Alıntı:
VARLIĞIMIZI SÜRDÜREBİLMENİN TEMELLERİ

Fazlı Arabacı

TOPLUM OLARAK VAR OLMA VE VARLIĞIMIZI SÜRDÜREBİLMENİN TEMELLERİ

İçinde yaşadığımız yüzyıl, dünya üzerinde kurulu bütün toplumsal yapıların çözülerek yeniden yapılanmasını içeren, hatta kendine göre yeniden yapılanmayı dayatan küreselleşmenin etkisiyle şekillenmektedir.  Herkesin ve her kesimin kendine göre tanımladığı küreselleşmenin bu amansız dayatmalarına karşı (tıpkı modernleşmeye yapıldığı gibi) kuru ve içi doldurulmamış söylemlerle direnmek anlamsızdır.  Ne yapmalı? sorusunun cevabını bulmak yerine, kuru eleştirel  yaklaşım bizi daha da zayıflatmakta hatta farklı ve bilinmeyen alanlara savurmakta ve bu savrulmalarda hem toplumu meydana getiren fertler ve gruplar birbirinden uzaklaşmakta hem de toplum, kendi mihverinden, ana ekseninden çok farklı mecralara sürüklenmektedir.

Veriler:
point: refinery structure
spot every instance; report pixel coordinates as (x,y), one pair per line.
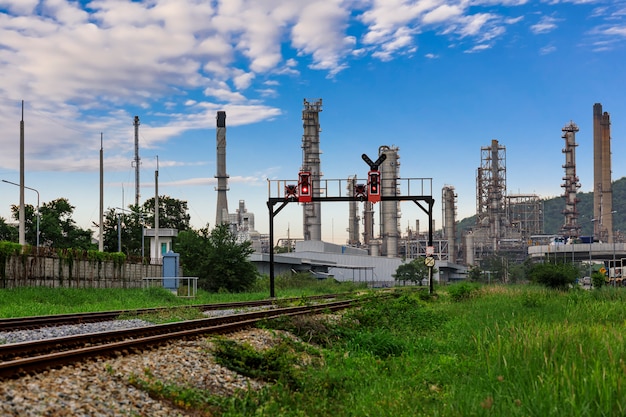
(506,224)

Yönerge: Alıntıya göre içinde yaşadığımız yüzyıl neyin etkisiyle şekillenmektedir?

Tamamlanmış görev: Küreselleşmenin etkisiyle şekillenmektedir.